### Activity
Reproduce the full listing that follows, matching it exactly.

>>>>

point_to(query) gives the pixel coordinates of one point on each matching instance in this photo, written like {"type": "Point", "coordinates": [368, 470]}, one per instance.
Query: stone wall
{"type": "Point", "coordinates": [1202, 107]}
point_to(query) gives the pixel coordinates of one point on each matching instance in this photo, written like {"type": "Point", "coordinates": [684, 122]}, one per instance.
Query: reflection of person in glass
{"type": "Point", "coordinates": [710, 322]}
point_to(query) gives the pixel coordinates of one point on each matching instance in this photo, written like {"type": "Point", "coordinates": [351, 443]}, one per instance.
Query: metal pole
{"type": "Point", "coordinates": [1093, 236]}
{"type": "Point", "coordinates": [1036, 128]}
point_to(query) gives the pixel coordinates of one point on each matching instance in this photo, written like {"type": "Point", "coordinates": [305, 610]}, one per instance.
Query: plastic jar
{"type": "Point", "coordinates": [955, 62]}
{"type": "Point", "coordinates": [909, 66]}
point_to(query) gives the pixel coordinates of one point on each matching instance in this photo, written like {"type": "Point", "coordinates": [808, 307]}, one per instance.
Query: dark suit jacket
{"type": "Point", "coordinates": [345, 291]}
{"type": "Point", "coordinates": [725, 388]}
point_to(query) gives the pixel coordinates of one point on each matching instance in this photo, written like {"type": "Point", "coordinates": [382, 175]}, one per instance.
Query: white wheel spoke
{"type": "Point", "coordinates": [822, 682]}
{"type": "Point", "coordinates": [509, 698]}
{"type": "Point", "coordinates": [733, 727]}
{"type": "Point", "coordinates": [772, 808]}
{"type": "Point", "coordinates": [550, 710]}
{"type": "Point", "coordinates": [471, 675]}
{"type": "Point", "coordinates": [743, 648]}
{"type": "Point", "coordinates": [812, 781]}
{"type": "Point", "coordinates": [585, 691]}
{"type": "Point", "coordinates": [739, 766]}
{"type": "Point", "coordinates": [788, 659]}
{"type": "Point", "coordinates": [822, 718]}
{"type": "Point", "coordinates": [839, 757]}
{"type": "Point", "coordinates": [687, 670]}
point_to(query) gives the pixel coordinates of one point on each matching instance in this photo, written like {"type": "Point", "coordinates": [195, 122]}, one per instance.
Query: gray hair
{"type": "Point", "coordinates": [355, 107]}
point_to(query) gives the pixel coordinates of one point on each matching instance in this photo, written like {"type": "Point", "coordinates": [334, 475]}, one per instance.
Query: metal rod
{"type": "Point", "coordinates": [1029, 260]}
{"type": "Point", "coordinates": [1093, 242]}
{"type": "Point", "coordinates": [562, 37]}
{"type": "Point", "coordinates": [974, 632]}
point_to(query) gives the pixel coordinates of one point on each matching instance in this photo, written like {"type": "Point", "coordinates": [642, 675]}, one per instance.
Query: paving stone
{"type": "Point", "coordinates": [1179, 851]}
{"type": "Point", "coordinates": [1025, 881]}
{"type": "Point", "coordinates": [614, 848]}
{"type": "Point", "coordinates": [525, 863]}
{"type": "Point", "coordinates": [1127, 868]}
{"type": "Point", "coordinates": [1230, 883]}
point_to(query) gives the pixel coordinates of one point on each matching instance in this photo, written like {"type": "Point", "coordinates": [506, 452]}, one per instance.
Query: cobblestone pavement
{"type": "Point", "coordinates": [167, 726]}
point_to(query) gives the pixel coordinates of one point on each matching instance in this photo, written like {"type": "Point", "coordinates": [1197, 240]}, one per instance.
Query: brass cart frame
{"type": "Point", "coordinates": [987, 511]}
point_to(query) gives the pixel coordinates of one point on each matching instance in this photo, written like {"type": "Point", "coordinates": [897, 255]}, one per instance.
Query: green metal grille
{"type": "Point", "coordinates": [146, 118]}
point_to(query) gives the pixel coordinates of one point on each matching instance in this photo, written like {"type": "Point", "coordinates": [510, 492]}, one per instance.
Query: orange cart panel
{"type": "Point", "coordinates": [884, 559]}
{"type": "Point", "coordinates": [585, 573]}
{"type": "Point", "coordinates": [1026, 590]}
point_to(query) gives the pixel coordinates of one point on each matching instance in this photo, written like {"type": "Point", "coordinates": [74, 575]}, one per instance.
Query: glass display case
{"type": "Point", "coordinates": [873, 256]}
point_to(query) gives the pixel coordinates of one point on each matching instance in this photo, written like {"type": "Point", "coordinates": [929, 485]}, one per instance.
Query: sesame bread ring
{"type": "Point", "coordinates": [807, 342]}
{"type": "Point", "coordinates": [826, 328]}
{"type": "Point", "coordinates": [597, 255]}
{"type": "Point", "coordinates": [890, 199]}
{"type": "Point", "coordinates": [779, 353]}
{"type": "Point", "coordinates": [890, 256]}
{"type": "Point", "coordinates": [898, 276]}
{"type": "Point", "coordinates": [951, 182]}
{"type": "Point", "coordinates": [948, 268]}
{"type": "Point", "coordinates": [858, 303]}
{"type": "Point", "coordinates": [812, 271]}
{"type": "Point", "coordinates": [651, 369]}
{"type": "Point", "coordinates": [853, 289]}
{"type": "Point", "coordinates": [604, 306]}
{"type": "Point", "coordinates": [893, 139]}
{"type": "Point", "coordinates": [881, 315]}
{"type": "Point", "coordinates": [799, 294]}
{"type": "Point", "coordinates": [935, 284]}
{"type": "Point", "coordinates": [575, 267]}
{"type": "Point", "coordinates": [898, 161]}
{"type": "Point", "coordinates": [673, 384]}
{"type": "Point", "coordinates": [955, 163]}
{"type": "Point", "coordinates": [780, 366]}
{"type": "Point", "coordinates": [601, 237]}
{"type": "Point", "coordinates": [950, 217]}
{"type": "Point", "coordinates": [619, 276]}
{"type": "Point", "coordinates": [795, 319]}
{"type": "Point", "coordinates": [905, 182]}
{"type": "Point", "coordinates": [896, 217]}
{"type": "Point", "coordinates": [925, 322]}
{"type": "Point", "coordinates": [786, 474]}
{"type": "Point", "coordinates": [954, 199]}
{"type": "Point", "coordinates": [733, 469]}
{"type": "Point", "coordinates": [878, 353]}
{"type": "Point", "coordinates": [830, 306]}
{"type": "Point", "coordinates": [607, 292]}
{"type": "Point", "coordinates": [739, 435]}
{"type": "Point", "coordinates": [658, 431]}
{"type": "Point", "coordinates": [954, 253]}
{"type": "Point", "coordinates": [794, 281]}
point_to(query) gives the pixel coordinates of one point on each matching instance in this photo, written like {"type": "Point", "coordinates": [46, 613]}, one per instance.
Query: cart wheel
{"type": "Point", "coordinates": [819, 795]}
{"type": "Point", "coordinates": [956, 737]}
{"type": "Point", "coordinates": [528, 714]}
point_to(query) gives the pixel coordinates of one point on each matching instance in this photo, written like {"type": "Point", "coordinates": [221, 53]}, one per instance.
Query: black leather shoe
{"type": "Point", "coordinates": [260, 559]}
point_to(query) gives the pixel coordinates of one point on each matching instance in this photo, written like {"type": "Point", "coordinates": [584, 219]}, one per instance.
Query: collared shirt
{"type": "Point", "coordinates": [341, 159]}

<<<<

### Result below
point_to(query) gives the pixel coordinates of one point on each matching instance in this photo, written like {"type": "Point", "coordinates": [368, 470]}, one per instance.
Query: stone wall
{"type": "Point", "coordinates": [1202, 107]}
point_to(query) gives the pixel coordinates of one point on each matching instance in this photo, written like {"type": "Point", "coordinates": [684, 122]}, one per instance.
Query: reflection of person in glass
{"type": "Point", "coordinates": [710, 322]}
point_to(query) gives the pixel coordinates of one point on each matching instance in this photo, written like {"type": "Point", "coordinates": [351, 443]}, one per instance.
Query: metal pole
{"type": "Point", "coordinates": [1093, 236]}
{"type": "Point", "coordinates": [1036, 128]}
point_to(query) gives the pixel coordinates of one point on each matching instance in this photo, written like {"type": "Point", "coordinates": [305, 610]}, one per instance.
Query: plastic jar
{"type": "Point", "coordinates": [955, 62]}
{"type": "Point", "coordinates": [909, 66]}
point_to(query) gives the pixel coordinates of one point on each matching instance in this photo, written like {"type": "Point", "coordinates": [808, 307]}, one per instance.
Query: dark suit jacket
{"type": "Point", "coordinates": [345, 291]}
{"type": "Point", "coordinates": [725, 388]}
point_to(query) gives the pixel coordinates of one point on each matching instance in this photo, written like {"type": "Point", "coordinates": [382, 175]}, one per instance.
Query: white wheel spoke
{"type": "Point", "coordinates": [822, 682]}
{"type": "Point", "coordinates": [509, 698]}
{"type": "Point", "coordinates": [733, 727]}
{"type": "Point", "coordinates": [772, 808]}
{"type": "Point", "coordinates": [550, 710]}
{"type": "Point", "coordinates": [471, 675]}
{"type": "Point", "coordinates": [743, 648]}
{"type": "Point", "coordinates": [812, 781]}
{"type": "Point", "coordinates": [585, 691]}
{"type": "Point", "coordinates": [739, 766]}
{"type": "Point", "coordinates": [788, 659]}
{"type": "Point", "coordinates": [822, 718]}
{"type": "Point", "coordinates": [839, 757]}
{"type": "Point", "coordinates": [687, 670]}
point_to(query) gives the pixel coordinates of one point on each matching instance in this photo, written like {"type": "Point", "coordinates": [195, 122]}, one per instance.
Query: gray hair
{"type": "Point", "coordinates": [355, 107]}
point_to(query) gives the pixel coordinates of one point on each matching instance in this photo, written like {"type": "Point", "coordinates": [334, 475]}, one per instance.
Query: metal rod
{"type": "Point", "coordinates": [1029, 260]}
{"type": "Point", "coordinates": [1093, 242]}
{"type": "Point", "coordinates": [562, 37]}
{"type": "Point", "coordinates": [974, 632]}
point_to(query) gives the pixel coordinates of one point on each matching instance in this photo, written like {"type": "Point", "coordinates": [642, 675]}, one per instance.
Query: paving stone
{"type": "Point", "coordinates": [1179, 851]}
{"type": "Point", "coordinates": [1025, 881]}
{"type": "Point", "coordinates": [614, 848]}
{"type": "Point", "coordinates": [525, 863]}
{"type": "Point", "coordinates": [1127, 868]}
{"type": "Point", "coordinates": [1230, 883]}
point_to(query) gives the pixel coordinates of one point on each matching instance in this photo, written like {"type": "Point", "coordinates": [506, 452]}, one per instance.
Query: cobblestone pavement
{"type": "Point", "coordinates": [167, 726]}
point_to(query) gives the pixel coordinates of one point on each matching instance in this photo, written like {"type": "Point", "coordinates": [1197, 240]}, one per instance.
Query: brass cart frame
{"type": "Point", "coordinates": [987, 511]}
point_to(query) gives the pixel coordinates of one point on each matching instance in this photo, written like {"type": "Point", "coordinates": [897, 255]}, one per instance.
Query: green metal grille
{"type": "Point", "coordinates": [146, 118]}
point_to(query) gives the pixel coordinates of one point on each matching instance in this photo, written like {"type": "Point", "coordinates": [510, 492]}, one per instance.
Query: orange cart panel
{"type": "Point", "coordinates": [884, 559]}
{"type": "Point", "coordinates": [585, 573]}
{"type": "Point", "coordinates": [1026, 590]}
point_to(query) gives the pixel coordinates of one point on each matching instance in this photo, written like {"type": "Point", "coordinates": [74, 575]}, one per instance.
Query: glass display case
{"type": "Point", "coordinates": [873, 256]}
point_to(query) gives the pixel coordinates of one point on each matching instance in this photo, written like {"type": "Point", "coordinates": [929, 485]}, one per instance.
Query: sesame bread ring
{"type": "Point", "coordinates": [807, 342]}
{"type": "Point", "coordinates": [826, 328]}
{"type": "Point", "coordinates": [597, 255]}
{"type": "Point", "coordinates": [890, 199]}
{"type": "Point", "coordinates": [779, 353]}
{"type": "Point", "coordinates": [890, 256]}
{"type": "Point", "coordinates": [898, 276]}
{"type": "Point", "coordinates": [951, 182]}
{"type": "Point", "coordinates": [948, 268]}
{"type": "Point", "coordinates": [858, 303]}
{"type": "Point", "coordinates": [812, 271]}
{"type": "Point", "coordinates": [651, 369]}
{"type": "Point", "coordinates": [853, 289]}
{"type": "Point", "coordinates": [604, 306]}
{"type": "Point", "coordinates": [893, 139]}
{"type": "Point", "coordinates": [881, 315]}
{"type": "Point", "coordinates": [799, 294]}
{"type": "Point", "coordinates": [935, 284]}
{"type": "Point", "coordinates": [575, 267]}
{"type": "Point", "coordinates": [898, 161]}
{"type": "Point", "coordinates": [673, 384]}
{"type": "Point", "coordinates": [955, 163]}
{"type": "Point", "coordinates": [780, 366]}
{"type": "Point", "coordinates": [601, 237]}
{"type": "Point", "coordinates": [950, 217]}
{"type": "Point", "coordinates": [619, 276]}
{"type": "Point", "coordinates": [795, 319]}
{"type": "Point", "coordinates": [905, 182]}
{"type": "Point", "coordinates": [896, 217]}
{"type": "Point", "coordinates": [925, 322]}
{"type": "Point", "coordinates": [786, 474]}
{"type": "Point", "coordinates": [954, 199]}
{"type": "Point", "coordinates": [733, 469]}
{"type": "Point", "coordinates": [878, 353]}
{"type": "Point", "coordinates": [830, 306]}
{"type": "Point", "coordinates": [607, 292]}
{"type": "Point", "coordinates": [739, 435]}
{"type": "Point", "coordinates": [658, 431]}
{"type": "Point", "coordinates": [954, 253]}
{"type": "Point", "coordinates": [794, 281]}
point_to(query) gives the pixel coordinates of one point on each matching instance in this photo, written like {"type": "Point", "coordinates": [46, 613]}, one per instance.
Query: cart wheel
{"type": "Point", "coordinates": [819, 795]}
{"type": "Point", "coordinates": [956, 737]}
{"type": "Point", "coordinates": [528, 714]}
point_to(query) gives the pixel coordinates of one point on each matching instance in this photo, written like {"type": "Point", "coordinates": [221, 53]}, one per instance.
Query: black leather shoe
{"type": "Point", "coordinates": [260, 559]}
point_to(query) gives the pixel coordinates of one point on each matching instance in this photo, written like {"type": "Point", "coordinates": [584, 219]}, one per instance.
Query: collared shirt
{"type": "Point", "coordinates": [341, 159]}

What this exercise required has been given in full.